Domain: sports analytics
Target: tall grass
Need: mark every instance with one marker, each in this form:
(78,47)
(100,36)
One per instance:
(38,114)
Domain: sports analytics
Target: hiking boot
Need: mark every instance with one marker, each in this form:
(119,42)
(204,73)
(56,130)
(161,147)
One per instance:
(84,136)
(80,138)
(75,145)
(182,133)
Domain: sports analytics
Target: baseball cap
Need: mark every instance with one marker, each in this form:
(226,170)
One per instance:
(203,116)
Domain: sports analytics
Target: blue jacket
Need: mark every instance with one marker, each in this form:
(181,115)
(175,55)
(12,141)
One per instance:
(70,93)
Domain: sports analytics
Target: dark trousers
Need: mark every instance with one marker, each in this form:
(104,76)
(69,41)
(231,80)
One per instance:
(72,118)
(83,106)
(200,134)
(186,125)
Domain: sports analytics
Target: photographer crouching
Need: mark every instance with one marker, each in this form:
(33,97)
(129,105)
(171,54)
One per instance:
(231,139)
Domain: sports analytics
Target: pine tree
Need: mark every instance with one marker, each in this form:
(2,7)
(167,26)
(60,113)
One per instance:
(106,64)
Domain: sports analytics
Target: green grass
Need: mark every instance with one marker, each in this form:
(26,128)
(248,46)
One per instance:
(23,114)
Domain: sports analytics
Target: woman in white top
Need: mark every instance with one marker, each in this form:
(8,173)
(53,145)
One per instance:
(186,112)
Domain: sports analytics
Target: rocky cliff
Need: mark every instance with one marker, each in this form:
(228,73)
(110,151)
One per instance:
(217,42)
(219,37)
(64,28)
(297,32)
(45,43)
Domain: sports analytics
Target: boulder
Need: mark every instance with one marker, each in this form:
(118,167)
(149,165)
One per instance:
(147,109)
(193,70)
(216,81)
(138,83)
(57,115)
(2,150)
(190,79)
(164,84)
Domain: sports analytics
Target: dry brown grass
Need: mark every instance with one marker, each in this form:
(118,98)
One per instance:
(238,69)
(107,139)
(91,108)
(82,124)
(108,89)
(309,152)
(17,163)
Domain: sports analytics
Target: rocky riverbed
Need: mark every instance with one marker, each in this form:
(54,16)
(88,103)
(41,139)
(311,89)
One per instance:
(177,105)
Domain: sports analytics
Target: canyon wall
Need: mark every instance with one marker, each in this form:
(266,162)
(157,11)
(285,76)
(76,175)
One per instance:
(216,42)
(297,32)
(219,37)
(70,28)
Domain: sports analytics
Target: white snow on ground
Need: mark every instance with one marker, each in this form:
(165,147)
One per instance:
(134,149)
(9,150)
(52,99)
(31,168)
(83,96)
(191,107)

▬▬▬▬▬▬▬▬▬▬

* _THE TASK_
Return all of the data exactly as it reads.

* _ANSWER FOR THIS EXERCISE_
Domain: sports analytics
Target: tall grass
Need: mark every instance with one marker, each in this form:
(78,47)
(100,36)
One per instance:
(38,114)
Domain: sports analytics
Target: hiking boot
Need: mark every instance with one marker, each in this form:
(119,42)
(204,73)
(56,130)
(161,147)
One per instance:
(84,136)
(80,138)
(75,145)
(182,133)
Domain: sports analytics
Target: baseball cap
Need: mark every instance with one marker, each in this form:
(226,170)
One per instance:
(203,116)
Domain: sports analytics
Target: blue jacket
Need: mark every instance with one marker, each in this form:
(181,115)
(175,55)
(12,141)
One per instance:
(70,93)
Domain: sports analytics
Target: dark trousers
Need: mark every instance with one marker, each in this form:
(104,76)
(69,41)
(231,80)
One per instance:
(72,118)
(83,106)
(200,134)
(186,125)
Domain: sports analytics
Target: photographer crouching
Need: mark every instance with one marker, each in this form:
(33,97)
(129,105)
(171,54)
One per instance:
(231,139)
Domain: sports analytics
Target: pine tree
Need: mark every instance with one marker, each in this form:
(2,7)
(167,26)
(60,113)
One per instance:
(106,64)
Domain: sports analytics
Target: green grass
Need: mark every instance with one marker, each in this form:
(26,128)
(248,46)
One per instance:
(23,114)
Domain: sports analytics
Target: woman in white top
Need: mark every instance with one marker, each in this form:
(8,173)
(53,145)
One per instance:
(186,112)
Domain: sports analytics
Target: rocky cliff
Need: mark every instance with one marker, each in this form:
(228,73)
(110,151)
One per instance:
(217,42)
(219,37)
(64,28)
(297,32)
(45,43)
Domain: sports analytics
Target: boulder
Need: mark every instance with one marker, each in this form:
(118,167)
(149,165)
One per instance:
(147,109)
(193,70)
(216,81)
(138,83)
(57,115)
(2,150)
(190,79)
(164,84)
Domain: sports analytics
Target: dry brown grass
Need: mark every instance with one marker, each in this form:
(118,98)
One per instance:
(238,69)
(107,139)
(91,108)
(82,124)
(108,89)
(309,152)
(17,163)
Domain: sports analytics
Target: rocky riverbed
Need: mark every instance with one marker, each in this form:
(54,16)
(88,103)
(41,139)
(311,89)
One per instance:
(177,105)
Domain: sports analytics
Target: canyon wall
Need: mark every instance with one marker, each in this form:
(266,162)
(157,11)
(285,76)
(76,175)
One per instance:
(216,42)
(297,32)
(219,37)
(70,28)
Domain: sports analytics
Target: white snow on ground
Need: mark every instance with one marker, each in this form:
(165,147)
One per instance:
(134,149)
(9,150)
(52,99)
(31,168)
(83,96)
(191,107)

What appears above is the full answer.